▶ **ЗАДАНИЕ 1**: Кто, согласно фрагменту об оперном театре, в первой четверти XXI столетия ищет возможность соответствия оперного искусства общему театральному контексту нашего времени?
▶ **ЗАДАНИЕ 2**: Перескажите в виде краткого списка абзац фрагмента об оперном театре, начинающийся словами «История эволюции жанров», сохранив его основные факты.
▶ **ЗАДАНИЕ 3**: Продолжите фрагмент об оперном театре, начав сразу после его последнего предложения.

▶ **ВЫБРАННЫЙ ФРАГМЕНТ**:
В первой четверти XXI столетия эстетика современного нам оперного театра радикально, революционно трансформирована. На этот раз не композитор-драматург, не дирижер, а именно режиссер, пришедший в оперу из драмы, ищет возможность соответствия оперного искусства общему театральному контексту нашего времени. Оперному театру посвящены значительные научные труды. Но вопрос, в какой степени трансформация оперного искусства по образу и подобию драматического театра первой четверти XXI столетия затрагивает принципы сценического творчества певца-актера, не только не выяснен, но, кажется, и не поставлен.
История эволюции жанров в оперном искусстве простирается от подражаний древнегреческой трагедии, средневекового мадригала и commedia dell’arte до романтической, народной драмы или реалистического театра. В этом бесконечном многообразии моделей оперы факт симбиоза искусств изучен театроведением; феномен рождения музыкальной драматургии в процессе синтеза музыки и драматической поэзии исследовался музыкознанием. Но предпринятая создателями оперного искусства попытка возвращения к синкретическому идеалу древнегреческого театра в фигуре певца-актера, все еще не отнесена историками и практиками театра к безусловным достижениям оперы. Сам же феномен взаимодействия певца-актера с текстом партии-роли в исторической ретроспективе, природа психотехники певца-актера в оперном театре никогда прежде в рамках искусствоведения комплексно не рассматривались.
Глава I
Музыка и драма
Когда мы сталкиваемся с рассуждениями об опере, как о чем-то случайно возникшем, искусственно созданном, то основанием для подобных суждений служат два факта. Первый лежит в плоскости театра: это условность данного вида, получившего при своем рождении имя dramma per musica, то есть
Не стремясь отдать предпочтение той или иной видообразующей стороне феномена оперного театра вольным переводом, обратим внимание лишь на априорно существующую искусственность сценического языка в опере. Для театра «не музыкального» она чрезмерна, в такой драме люди на сцене поют, а не
говорят. Противопоставляя правдивость современного нам драматического театра музыкальной стихии оперного искусства, такая критика совершенно упускает из виду тот факт, что подражание, а не буквальное отображение жизни, лежит в основании всякого театра. В любом виде театра бытовая естественность и обусловленная эстетикой своего времени естественность театральная не тождественны. «Театральная правда всегда абсолютна в ощущениях и относительна в исполнении».[33]
Очевидно, что всякий театр может поставить своей задачей максимально точное отображение реальной жизни. Но его язык, подражающий реальному действию художественными средствами – словом, музыкой, танцем, трансформирует идею такого буквального отображения. Язык театрального действия будет всегда играть роль материи, воплощающей, но и трансформирующей первоначальную идею.

Записи набора данных
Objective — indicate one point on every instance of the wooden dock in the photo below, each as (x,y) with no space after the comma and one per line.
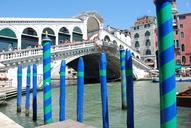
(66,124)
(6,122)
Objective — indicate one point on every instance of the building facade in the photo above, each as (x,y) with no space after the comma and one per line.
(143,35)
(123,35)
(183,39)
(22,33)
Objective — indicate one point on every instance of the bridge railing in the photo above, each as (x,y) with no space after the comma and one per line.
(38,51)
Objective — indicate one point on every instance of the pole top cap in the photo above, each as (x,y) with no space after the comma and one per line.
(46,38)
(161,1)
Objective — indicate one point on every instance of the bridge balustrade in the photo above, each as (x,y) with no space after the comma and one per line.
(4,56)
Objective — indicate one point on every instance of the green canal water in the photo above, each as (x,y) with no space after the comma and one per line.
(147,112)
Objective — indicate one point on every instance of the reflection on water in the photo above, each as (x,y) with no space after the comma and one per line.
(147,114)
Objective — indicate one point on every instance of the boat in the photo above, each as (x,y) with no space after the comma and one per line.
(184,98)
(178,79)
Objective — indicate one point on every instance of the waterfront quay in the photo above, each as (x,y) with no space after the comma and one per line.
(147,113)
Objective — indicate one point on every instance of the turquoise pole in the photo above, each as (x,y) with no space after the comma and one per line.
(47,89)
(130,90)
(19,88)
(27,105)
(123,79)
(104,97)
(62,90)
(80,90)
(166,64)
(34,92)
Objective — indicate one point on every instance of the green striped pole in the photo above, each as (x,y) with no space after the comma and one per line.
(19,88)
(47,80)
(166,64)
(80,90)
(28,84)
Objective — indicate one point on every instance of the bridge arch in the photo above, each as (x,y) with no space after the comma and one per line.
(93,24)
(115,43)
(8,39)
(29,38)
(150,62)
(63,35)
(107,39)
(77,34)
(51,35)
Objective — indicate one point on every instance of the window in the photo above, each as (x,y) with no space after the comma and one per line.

▶ **ВАШ ОТВЕТ 1**: Режиссер, пришедший в оперу из драмы.

▶ **ВАШ ОТВЕТ 2**:
- Эволюция оперных жанров простирается от подражаний древнегреческой трагедии, средневековому мадригалу и commedia dell’arte до романтической, народной драмы и реалистического театра.
- Симбиоз искусств в опере изучен театроведением, а рождение музыкальной драматургии в синтезе музыки и драматической поэзии исследовано музыкознанием.
- Попытка вернуться к синкретическому идеалу древнегреческого театра в фигуре певца-актера все еще не отнесена историками и практиками театра к безусловным достижениям оперы.
- Взаимодействие певца-актера с текстом партии-роли в исторической ретроспективе и природа его психотехники в искусствоведении прежде комплексно не рассматривались.

▶ **ВАШ ОТВЕТ 3**:
Сама необходимость создания еще одного мира, тождественного реальности бытия, в принципе абсурдна. Феномен театра и сформировался как уход от реального или, по меньшей мере, из необходимости создания иных пространств и измерений. Единство пространства и времени в нем разделены рампой на два мира, противопоставлены один другому. Публика может жаждать развлечений, представляемых ей на обозрение, или уподоблять сценическое действие сакральному служению, а сцену отождествлять с алтарем, на котором воздаются духовные жертвы. Разделение мира на сцену и зрительный зал, то есть на театр и весь остальной мир, или на актера и зрителя, формирует род данного искусства.
Размежевание феномена театра, изначально синкретичного и неделимого, – факт исторически объективный. Так же очевидно, что в эволюционировании видов театра принимали участие многие искусства, своим развитием обусловившие выделение частей из целого. Этот процесс определил структуру, форму и язык драматического, оперного, балетного, кукольного театров. Оттого и логично предположить, что одному сценическому феномену ближе и важнее литература, а другим – живопись или, например, скульптура. При этом если речь идет не об искусствах, а о литературе, такая дифференциация может быть продолжена. Например, одному театральному языку более соответствует проза, а другому – поэзия.